§ Exercise instructions:
Write out the records below word for word, please.

§ Material provided:

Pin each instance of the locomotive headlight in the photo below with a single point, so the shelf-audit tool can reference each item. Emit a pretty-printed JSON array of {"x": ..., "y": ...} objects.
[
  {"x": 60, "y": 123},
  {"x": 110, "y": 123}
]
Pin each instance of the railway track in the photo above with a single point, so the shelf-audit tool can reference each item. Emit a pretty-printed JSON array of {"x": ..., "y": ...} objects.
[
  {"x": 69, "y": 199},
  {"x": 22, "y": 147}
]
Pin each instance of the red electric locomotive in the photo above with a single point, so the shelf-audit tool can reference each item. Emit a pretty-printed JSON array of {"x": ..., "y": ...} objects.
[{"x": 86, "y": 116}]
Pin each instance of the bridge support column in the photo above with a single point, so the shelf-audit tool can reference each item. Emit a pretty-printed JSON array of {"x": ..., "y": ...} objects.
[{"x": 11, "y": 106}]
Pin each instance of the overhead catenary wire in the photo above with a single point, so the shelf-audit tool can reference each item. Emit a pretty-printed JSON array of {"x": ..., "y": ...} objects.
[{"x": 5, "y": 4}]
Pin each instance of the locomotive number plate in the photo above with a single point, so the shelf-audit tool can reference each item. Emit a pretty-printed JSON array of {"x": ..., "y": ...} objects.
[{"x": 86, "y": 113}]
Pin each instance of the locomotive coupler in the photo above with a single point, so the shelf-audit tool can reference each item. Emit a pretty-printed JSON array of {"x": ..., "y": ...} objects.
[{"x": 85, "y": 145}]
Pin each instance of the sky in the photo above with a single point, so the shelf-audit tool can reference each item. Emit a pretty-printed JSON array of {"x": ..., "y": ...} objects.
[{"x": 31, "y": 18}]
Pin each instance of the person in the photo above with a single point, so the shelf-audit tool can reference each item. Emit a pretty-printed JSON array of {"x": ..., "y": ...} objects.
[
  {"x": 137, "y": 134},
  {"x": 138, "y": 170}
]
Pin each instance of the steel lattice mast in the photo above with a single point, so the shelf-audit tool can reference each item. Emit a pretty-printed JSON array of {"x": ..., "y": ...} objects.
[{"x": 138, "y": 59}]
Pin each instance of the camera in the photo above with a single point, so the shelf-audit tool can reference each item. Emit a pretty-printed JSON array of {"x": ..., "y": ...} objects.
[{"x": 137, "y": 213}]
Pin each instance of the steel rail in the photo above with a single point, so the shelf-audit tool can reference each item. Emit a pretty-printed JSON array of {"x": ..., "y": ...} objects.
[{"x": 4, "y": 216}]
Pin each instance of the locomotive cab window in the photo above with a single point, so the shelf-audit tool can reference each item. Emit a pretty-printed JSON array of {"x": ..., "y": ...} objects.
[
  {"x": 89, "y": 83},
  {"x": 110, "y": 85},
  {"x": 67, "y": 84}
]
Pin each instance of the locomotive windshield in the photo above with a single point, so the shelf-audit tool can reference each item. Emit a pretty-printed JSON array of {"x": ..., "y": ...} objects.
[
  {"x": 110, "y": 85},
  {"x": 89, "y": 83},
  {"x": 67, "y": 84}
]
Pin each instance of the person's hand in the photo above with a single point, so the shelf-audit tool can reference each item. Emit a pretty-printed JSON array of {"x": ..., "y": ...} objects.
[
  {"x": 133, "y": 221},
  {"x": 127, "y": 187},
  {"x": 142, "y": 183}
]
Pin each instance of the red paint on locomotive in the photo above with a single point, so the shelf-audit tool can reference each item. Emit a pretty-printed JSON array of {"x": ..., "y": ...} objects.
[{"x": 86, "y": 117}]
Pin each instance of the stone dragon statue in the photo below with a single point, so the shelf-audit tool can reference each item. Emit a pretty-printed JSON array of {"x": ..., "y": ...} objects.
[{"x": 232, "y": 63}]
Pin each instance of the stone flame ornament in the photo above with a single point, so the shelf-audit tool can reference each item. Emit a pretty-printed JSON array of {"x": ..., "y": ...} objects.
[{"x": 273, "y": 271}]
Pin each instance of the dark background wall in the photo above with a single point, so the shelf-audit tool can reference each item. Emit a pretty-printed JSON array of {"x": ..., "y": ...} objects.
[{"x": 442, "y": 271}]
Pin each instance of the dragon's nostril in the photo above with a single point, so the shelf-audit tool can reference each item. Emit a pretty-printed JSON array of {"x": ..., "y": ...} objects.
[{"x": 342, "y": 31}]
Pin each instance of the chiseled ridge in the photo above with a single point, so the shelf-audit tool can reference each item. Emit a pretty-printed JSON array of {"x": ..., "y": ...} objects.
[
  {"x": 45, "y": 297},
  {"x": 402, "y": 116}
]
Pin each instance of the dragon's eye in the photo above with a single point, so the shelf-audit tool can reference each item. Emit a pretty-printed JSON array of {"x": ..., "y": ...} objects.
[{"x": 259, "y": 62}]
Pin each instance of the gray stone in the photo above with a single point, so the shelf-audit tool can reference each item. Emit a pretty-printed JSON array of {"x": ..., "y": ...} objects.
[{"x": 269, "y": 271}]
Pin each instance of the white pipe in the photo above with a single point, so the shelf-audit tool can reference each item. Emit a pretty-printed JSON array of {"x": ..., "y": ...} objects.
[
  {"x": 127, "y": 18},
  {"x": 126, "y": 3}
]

§ Task answer:
Pin each instance of the locomotive headlight in the photo below with a single point, so the shelf-audit tool can reference each item. Emit a pretty-printed JSON array of {"x": ..., "y": ...} objects.
[
  {"x": 60, "y": 123},
  {"x": 110, "y": 123}
]
Pin each instance of the railway track in the photo above with a single point, so the shelf-audit tool can reference each item. Emit a pretty-printed JSON array of {"x": ..., "y": ...} objects.
[
  {"x": 69, "y": 199},
  {"x": 22, "y": 147}
]
Pin each instance of the red electric locomotive in the photo above with a single point, so the shelf-audit tool can reference each item. Emit a pretty-printed JSON array of {"x": ..., "y": ...} objects.
[{"x": 86, "y": 116}]
Pin each instance of the bridge support column in the photo above with a single point, so the shelf-audit tool can reference each item. Emit a pretty-printed JSON array of {"x": ..., "y": ...} objects.
[{"x": 11, "y": 106}]
Pin each instance of the overhead catenary wire in the photo above with a single point, so the shelf-audit tool can reference each item. Emit a pretty-printed JSON array of {"x": ..., "y": ...} objects.
[{"x": 5, "y": 4}]
Pin each instance of the locomotive number plate in the photo above with a single point, so the shelf-audit tool can reference each item. Emit a pretty-printed JSON array of {"x": ..., "y": ...} objects.
[{"x": 86, "y": 113}]
Pin each instance of the locomotive coupler in the photo above with a single point, so the shelf-audit tool can reference each item. Emit a pretty-printed JSON array of {"x": ..., "y": ...} objects.
[{"x": 85, "y": 145}]
Pin each instance of the sky in the photo above with a single point, so the shelf-audit tool can reference each item. Emit a pretty-printed JSON array of {"x": ..., "y": ...} objects.
[{"x": 31, "y": 18}]
Pin each instance of the person in the photo above with a single point, so the shelf-audit tool can reference each item. Emit a pretty-printed JSON array of {"x": ..., "y": ...} objects.
[
  {"x": 137, "y": 134},
  {"x": 138, "y": 170}
]
Pin each instance of the steel lattice mast in the photo above with a single point, so the shelf-audit tool can reference each item. Emit a pretty-printed JSON array of {"x": ..., "y": ...} objects.
[{"x": 138, "y": 59}]
Pin each instance of the camera in the photo above with a single point, so the shelf-audit tool can reference each item. Emit a pretty-printed JSON array of {"x": ..., "y": ...} objects.
[{"x": 137, "y": 213}]
Pin each instance of the steel rail in the photo above with a single point, so the shelf-audit tool can reference each item. Emit a pretty-printed JSON array of {"x": ..., "y": ...} objects.
[{"x": 4, "y": 216}]
Pin each instance of the locomotive cab window in the photo above with a single point, so the shelf-audit tool can reference each item. Emit a pretty-printed JSON array of {"x": ..., "y": ...} objects.
[
  {"x": 89, "y": 83},
  {"x": 110, "y": 85},
  {"x": 67, "y": 84}
]
Pin each instance of the locomotive windshield in the photo above with a single point, so the shelf-audit tool can reference each item. Emit a pretty-printed JSON array of {"x": ..., "y": ...} objects.
[
  {"x": 110, "y": 85},
  {"x": 89, "y": 83},
  {"x": 67, "y": 84}
]
Pin each instance of the person's hand in the photo above with a single point, so the shelf-audit tool can reference each item. Emit a pretty-printed JSON array of {"x": ..., "y": ...} objects.
[
  {"x": 133, "y": 221},
  {"x": 127, "y": 187},
  {"x": 142, "y": 183}
]
Pin each instance of the red paint on locomotive in the photo above with a single point, so the shelf-audit tool can reference each item. Emit a pretty-printed JSON array of {"x": ..., "y": ...} objects.
[{"x": 86, "y": 117}]
Pin each instance of the stone dragon statue in the photo below with a single point, so the shelf-audit tool can reference each item. Emit a pretty-printed JSON array of {"x": ..., "y": ...} objects.
[{"x": 232, "y": 63}]
Pin each instance of the stone flame ornament in the photo above with a single point, so the shelf-audit tool can reference each item. Emit a pretty-printed JSON array of {"x": ..., "y": ...} objects.
[{"x": 273, "y": 271}]
Pin each instance of the dark background wall in the photo above with a single point, so the shelf-audit tool can reference each item. Emit a pretty-printed JSON array of {"x": ..., "y": ...} objects.
[{"x": 442, "y": 271}]
Pin each instance of the dragon's nostril in the photo above with a single point, so the shelf-audit tool can reference each item. Emit a pretty-printed JSON array of {"x": ..., "y": ...} objects.
[{"x": 342, "y": 31}]
Pin each instance of the chiseled ridge in the photo above with a single point, so the shelf-audit tool can reference each item. Emit a pretty-printed JSON array of {"x": ..., "y": ...} objects.
[
  {"x": 45, "y": 297},
  {"x": 402, "y": 116}
]
Pin each instance of the dragon's eye in the photo above with a single point, so the shelf-audit tool can reference each item. Emit a pretty-printed JSON array of {"x": ..., "y": ...} objects.
[{"x": 259, "y": 62}]
Pin each instance of the gray stone in the photo above with a single point, so the shelf-audit tool can reference each item. Emit a pretty-printed JSON array of {"x": ..., "y": ...} objects.
[{"x": 269, "y": 271}]
Pin each instance of the white pipe in the photo above with a single point, so the shelf-audit tool can reference each item. Emit a pretty-printed JSON array of {"x": ..., "y": ...} objects.
[
  {"x": 127, "y": 18},
  {"x": 126, "y": 3}
]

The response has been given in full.